======== Extract to read ========

The manufacturing industry is standing at a critical turning point. Rising energy costs, labour shortages, sustainability pressures, and fragile supply chains are reshaping how factories operate. At the same time, unplanned downtime continues to drain billions from global industries every year.
In this environment, Artificial Intelligence (AI) is no longer optional—it has become the defining competitive advantage for industrial operations.
From predictive maintenance to AI-powered quality inspection, AI enables manufacturers to make faster decisions, reduce risks, and unlock new levels of efficiency. But adopting AI isn’t as simple as installing new software. Success depends on readiness, strategy, and alignment with business goals.
In a recent Factana webinar, Hariharan Ganesh (Founder & CTO) explained how industries can move from AI readiness assessment to strategy development. This article translates those insights into a practical roadmap for manufacturers ready to begin their AI transformation journey.
Why AI Is Essential in Industrial Operations Today
For decades, manufacturers relied on manual inspections, scheduled maintenance, and reactive problem-solving. But today’s industrial challenges demand more intelligent, proactive solutions:
- Labour shortages are experienced as experienced workers retire.
- Rising energy costs are cutting into margins.
- Global supply chain disruptions caused by conflicts and climate events.
- Unplanned downtime costs billions annually.
- Sustainability and compliance mandates are adding new responsibilities.
According to McKinsey, 72% of manufacturers are actively considering AI adoption, while the World Economic Forum estimates over $4 trillion in value could be unlocked globally through AI in manufacturing.
Yet despite the promise, Gartner reports that more than 50% of AI projects fail to scale. Why? The main reasons are a lack of readiness and unclear business objectives.

======== Listing ========

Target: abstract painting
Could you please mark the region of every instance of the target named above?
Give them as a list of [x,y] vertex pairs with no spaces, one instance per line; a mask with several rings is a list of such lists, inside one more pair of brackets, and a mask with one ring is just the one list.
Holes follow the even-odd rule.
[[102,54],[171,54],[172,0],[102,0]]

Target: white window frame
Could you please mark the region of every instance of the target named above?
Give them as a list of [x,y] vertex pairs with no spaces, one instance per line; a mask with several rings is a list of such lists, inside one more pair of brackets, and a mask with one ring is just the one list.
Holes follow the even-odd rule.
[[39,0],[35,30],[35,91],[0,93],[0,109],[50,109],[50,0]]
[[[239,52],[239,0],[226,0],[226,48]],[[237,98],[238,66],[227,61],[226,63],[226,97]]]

========
======== Listing ========

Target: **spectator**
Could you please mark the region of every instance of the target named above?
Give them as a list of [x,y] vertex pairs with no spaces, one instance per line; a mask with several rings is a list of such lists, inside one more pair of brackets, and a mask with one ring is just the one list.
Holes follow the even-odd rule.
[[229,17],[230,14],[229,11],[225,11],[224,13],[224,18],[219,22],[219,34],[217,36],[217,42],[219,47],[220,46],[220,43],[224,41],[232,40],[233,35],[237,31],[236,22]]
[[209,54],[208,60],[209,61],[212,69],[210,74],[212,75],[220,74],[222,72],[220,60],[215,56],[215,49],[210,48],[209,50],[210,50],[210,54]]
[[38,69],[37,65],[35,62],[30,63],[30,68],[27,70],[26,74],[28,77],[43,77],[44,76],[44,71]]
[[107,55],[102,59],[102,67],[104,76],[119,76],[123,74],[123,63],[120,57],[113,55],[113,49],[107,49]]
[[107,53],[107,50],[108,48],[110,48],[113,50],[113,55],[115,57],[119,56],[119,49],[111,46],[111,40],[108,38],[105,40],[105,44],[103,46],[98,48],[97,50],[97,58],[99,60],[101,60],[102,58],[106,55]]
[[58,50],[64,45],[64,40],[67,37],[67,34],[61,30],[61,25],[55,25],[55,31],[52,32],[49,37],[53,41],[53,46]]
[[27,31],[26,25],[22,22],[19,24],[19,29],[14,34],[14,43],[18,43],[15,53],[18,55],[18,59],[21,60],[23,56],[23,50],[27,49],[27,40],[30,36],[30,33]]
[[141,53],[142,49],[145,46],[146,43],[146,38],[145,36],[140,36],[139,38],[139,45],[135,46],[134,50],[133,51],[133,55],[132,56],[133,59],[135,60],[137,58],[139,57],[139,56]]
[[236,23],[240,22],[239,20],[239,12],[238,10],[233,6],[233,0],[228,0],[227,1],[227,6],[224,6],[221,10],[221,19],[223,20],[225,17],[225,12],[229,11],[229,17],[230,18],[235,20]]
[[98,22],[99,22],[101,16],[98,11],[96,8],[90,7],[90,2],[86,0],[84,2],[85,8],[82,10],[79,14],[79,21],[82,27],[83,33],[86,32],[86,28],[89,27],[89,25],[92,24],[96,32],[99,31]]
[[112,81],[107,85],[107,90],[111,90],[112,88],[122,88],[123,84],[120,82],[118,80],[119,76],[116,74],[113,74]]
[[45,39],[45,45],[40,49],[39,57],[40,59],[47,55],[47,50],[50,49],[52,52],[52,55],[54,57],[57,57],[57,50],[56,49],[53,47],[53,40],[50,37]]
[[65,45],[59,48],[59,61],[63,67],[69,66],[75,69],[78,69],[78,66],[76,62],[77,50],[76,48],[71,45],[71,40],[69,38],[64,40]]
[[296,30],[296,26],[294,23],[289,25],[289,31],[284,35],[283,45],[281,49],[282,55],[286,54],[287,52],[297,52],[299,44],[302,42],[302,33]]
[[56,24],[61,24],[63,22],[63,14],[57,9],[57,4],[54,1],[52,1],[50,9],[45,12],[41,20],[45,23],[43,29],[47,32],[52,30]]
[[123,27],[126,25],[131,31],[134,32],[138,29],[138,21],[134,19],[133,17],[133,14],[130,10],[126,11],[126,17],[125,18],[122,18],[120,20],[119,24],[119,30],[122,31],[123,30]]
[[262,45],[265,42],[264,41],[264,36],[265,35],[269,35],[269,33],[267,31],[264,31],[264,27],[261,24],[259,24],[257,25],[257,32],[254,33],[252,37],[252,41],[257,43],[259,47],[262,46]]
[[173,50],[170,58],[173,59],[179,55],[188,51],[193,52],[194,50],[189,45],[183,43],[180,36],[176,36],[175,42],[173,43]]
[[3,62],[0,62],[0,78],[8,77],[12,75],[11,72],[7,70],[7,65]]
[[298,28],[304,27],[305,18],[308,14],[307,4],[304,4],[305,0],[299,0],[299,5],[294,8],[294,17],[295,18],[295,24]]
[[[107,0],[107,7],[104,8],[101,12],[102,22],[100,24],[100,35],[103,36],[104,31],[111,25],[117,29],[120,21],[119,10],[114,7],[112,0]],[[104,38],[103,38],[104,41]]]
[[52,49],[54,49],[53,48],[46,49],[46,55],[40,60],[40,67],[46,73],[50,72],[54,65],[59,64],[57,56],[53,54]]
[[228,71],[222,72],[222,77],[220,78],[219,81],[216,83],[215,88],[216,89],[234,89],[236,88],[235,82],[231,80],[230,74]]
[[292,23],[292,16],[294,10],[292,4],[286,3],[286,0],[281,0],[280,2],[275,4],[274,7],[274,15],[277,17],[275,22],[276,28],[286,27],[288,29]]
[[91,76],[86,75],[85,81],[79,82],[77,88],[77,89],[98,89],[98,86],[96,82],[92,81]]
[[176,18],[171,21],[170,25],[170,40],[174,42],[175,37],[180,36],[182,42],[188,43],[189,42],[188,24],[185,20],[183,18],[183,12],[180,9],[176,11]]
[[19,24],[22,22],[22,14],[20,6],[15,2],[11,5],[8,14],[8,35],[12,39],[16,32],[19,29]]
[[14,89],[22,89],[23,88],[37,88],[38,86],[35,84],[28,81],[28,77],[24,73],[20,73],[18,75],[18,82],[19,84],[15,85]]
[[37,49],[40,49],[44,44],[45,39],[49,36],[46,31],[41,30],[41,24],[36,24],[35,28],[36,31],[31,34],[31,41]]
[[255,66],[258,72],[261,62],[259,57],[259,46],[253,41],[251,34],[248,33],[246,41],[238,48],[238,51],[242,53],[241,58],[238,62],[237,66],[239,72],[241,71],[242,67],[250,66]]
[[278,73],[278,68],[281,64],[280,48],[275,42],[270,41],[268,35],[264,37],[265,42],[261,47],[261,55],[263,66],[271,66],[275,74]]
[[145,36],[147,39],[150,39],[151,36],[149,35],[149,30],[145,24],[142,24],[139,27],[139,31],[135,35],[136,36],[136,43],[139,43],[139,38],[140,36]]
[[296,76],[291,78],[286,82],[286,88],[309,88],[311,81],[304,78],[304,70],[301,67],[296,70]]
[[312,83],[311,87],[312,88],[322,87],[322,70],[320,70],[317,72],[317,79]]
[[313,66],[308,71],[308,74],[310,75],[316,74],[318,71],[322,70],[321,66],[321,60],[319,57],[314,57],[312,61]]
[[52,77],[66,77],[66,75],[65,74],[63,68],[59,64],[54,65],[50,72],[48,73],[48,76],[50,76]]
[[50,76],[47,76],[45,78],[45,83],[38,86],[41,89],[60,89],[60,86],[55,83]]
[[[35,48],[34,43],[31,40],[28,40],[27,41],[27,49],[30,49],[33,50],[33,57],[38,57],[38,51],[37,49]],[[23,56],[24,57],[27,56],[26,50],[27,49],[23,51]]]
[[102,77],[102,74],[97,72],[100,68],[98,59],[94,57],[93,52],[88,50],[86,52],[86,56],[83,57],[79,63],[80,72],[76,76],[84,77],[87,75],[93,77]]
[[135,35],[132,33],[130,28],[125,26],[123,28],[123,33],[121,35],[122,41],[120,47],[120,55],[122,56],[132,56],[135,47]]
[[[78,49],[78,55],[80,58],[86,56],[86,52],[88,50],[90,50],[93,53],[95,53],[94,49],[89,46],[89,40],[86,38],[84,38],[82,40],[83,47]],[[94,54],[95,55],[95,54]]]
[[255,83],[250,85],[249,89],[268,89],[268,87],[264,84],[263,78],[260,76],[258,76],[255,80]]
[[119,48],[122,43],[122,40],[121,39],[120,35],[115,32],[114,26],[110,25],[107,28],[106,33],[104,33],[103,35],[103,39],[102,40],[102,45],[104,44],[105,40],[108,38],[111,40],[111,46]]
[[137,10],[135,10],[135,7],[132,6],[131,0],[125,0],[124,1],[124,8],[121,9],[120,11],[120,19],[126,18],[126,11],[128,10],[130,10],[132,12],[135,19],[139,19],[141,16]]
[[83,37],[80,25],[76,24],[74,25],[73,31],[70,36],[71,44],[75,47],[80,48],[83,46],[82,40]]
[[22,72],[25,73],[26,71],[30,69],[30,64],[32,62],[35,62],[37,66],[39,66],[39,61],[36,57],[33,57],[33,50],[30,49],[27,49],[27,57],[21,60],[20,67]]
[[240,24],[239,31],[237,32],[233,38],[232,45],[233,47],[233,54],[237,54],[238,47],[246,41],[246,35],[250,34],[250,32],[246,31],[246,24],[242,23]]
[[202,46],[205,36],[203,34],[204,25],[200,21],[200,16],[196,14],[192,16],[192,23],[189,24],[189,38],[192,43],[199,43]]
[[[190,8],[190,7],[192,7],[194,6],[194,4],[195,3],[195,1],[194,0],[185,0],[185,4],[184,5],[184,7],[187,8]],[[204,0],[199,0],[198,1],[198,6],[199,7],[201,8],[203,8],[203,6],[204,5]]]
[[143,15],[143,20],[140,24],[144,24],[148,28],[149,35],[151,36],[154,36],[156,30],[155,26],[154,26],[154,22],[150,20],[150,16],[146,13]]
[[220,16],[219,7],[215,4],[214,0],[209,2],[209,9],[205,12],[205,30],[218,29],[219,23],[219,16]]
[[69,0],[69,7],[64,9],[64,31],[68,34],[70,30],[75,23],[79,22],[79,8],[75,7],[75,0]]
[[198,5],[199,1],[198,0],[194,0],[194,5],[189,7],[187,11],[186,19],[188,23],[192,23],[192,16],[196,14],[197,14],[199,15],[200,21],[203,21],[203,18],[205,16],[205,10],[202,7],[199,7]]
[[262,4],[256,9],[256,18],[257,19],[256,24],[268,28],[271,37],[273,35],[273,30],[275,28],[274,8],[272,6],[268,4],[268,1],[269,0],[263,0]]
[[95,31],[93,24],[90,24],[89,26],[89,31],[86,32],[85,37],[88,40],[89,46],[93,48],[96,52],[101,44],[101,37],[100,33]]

========

**Problem requirements**. Continue the article above on AI in industrial operations, picking up right after its final sentence.

**Task result**.
Common Pitfalls in AI Adoption
Many industrial leaders fall into the trap of adopting AI for the sake of “innovation” rather than solving real operational problems.
For example, a company might deploy predictive dashboards. But if those insights aren’t integrated into existing maintenance workflows, they deliver little value.
AI success requires more than pilots. It demands a holistic transformation approach that combines technology, data, people, and business strategy.
What Is an AI Readiness Assessment in Manufacturing?
Before jumping into predictive maintenance or computer vision, ask yourself: Is my factory truly ready for AI?
Factana has developed an AI readiness assessment framework for asset-intensive industries. It evaluates four key dimensions:
- Data Readiness – Is your operational data available, clean, and accessible? Can it be collected from IoT devices, IT systems, and external sources?
- Infrastructure – Do your OT/IT systems, networks, and cloud platforms support AI deployment at scale?
- Operations – Are workflows mature, and are shop-floor teams open to digital adoption?
- Business Objectives – Are leadership goals aligned with AI use cases, treating AI as a long-term transformation instead of short-term experimentation?
This 360-degree view helps prevent wasted investments and lays the foundation for scalable adoption.
How to Build a Scalable Industrial AI Strategy
Once readiness is established, the next step is to design a strategy. A successful industrial AI strategy should:
- Define Business Objectives
Focus on your top operational challenges—reducing downtime, boosting OEE, improving energy efficiency, or enhancing product quality.
- Prioritise High-Value Use Cases
Start small. For instance, predictive maintenance often provides faster ROI before expanding into areas like supply chain optimisation.
- Strengthen Data Pipelines
Data is AI’s fuel. Platforms like Fogwing IoT and CMMS help organisations build reliable pipelines, ensuring information is structured and usable.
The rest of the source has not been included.